Using the material below, set down only the line containing "work: provide the mask of every instance of the sunlit" and the lines after it, unchanged.

§ The data:
━━━━
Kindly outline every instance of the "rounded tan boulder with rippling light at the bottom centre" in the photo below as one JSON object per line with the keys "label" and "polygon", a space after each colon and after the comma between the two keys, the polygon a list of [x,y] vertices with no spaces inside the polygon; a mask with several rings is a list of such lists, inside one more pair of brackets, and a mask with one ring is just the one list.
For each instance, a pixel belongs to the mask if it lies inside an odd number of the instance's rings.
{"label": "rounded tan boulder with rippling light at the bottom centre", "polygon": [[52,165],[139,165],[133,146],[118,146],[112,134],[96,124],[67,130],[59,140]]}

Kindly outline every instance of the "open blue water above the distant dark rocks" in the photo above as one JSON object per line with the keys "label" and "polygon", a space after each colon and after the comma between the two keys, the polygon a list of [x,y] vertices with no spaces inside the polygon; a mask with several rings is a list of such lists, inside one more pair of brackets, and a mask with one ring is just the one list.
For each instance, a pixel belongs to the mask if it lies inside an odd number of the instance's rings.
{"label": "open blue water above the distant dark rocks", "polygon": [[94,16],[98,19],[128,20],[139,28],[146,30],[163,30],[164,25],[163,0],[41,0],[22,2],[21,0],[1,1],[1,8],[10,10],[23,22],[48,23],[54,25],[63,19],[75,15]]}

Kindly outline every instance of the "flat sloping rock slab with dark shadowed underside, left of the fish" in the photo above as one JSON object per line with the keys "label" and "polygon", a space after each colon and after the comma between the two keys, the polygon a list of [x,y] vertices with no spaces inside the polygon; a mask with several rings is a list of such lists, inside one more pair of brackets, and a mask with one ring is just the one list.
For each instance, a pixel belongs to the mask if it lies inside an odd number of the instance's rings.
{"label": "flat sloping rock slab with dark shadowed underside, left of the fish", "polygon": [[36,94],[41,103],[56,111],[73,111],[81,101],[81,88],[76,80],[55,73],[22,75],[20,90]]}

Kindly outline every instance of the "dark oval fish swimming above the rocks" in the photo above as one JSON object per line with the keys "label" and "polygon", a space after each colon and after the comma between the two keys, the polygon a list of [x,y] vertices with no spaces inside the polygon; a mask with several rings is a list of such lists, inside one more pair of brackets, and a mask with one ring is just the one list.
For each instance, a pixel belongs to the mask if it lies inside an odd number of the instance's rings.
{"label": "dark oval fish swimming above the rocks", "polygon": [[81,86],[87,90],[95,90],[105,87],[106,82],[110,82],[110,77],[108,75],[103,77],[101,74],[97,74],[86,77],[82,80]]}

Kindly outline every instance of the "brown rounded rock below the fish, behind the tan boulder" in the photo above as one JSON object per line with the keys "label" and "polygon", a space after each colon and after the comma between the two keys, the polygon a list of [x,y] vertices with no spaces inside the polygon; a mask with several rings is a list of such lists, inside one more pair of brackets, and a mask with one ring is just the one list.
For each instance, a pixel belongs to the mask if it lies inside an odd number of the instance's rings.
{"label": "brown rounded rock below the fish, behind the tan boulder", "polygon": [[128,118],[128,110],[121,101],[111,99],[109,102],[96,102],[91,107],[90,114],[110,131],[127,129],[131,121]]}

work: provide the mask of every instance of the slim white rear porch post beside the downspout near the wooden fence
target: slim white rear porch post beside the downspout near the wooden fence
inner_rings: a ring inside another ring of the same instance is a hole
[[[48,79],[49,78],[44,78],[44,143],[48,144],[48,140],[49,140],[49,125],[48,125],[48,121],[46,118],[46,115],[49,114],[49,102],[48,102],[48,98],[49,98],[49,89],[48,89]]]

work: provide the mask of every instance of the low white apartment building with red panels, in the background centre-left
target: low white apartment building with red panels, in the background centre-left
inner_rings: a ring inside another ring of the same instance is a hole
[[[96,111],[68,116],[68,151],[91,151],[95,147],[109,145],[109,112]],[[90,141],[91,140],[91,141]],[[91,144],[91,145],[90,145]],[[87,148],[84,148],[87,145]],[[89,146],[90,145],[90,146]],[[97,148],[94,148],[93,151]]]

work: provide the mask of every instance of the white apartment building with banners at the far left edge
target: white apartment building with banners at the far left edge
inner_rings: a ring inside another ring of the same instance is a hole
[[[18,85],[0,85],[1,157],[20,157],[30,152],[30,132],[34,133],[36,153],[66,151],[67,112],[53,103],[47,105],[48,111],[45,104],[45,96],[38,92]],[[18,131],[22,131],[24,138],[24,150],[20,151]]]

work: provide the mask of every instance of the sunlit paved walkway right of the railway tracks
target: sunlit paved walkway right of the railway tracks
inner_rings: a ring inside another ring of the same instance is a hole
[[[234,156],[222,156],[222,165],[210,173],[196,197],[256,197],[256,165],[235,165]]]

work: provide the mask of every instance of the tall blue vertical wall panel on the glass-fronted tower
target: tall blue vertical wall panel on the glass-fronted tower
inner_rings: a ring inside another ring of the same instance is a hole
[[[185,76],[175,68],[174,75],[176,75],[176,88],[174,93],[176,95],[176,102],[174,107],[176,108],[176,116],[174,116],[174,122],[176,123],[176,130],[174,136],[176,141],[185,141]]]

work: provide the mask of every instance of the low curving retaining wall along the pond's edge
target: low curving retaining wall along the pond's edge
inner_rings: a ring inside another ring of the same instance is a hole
━━━━
§ Result of the exercise:
work: provide the mask of every instance of the sunlit paved walkway right of the railway tracks
target: sunlit paved walkway right of the railway tracks
inner_rings: a ring inside another ring of the same instance is a hole
[[[234,156],[222,156],[222,165],[210,173],[196,197],[256,197],[256,165],[235,165]]]

work: provide the mask of every instance of the tall blue vertical wall panel on the glass-fronted tower
target: tall blue vertical wall panel on the glass-fronted tower
inner_rings: a ring inside another ring of the same instance is a hole
[[[185,76],[175,68],[174,75],[176,75],[176,88],[174,93],[176,95],[176,102],[174,107],[176,108],[176,116],[174,116],[174,122],[176,123],[176,130],[174,136],[176,141],[185,141]]]

work: provide the mask of every instance of the low curving retaining wall along the pond's edge
target: low curving retaining wall along the pond's edge
inner_rings: a ring inside another ring of the same instance is a hole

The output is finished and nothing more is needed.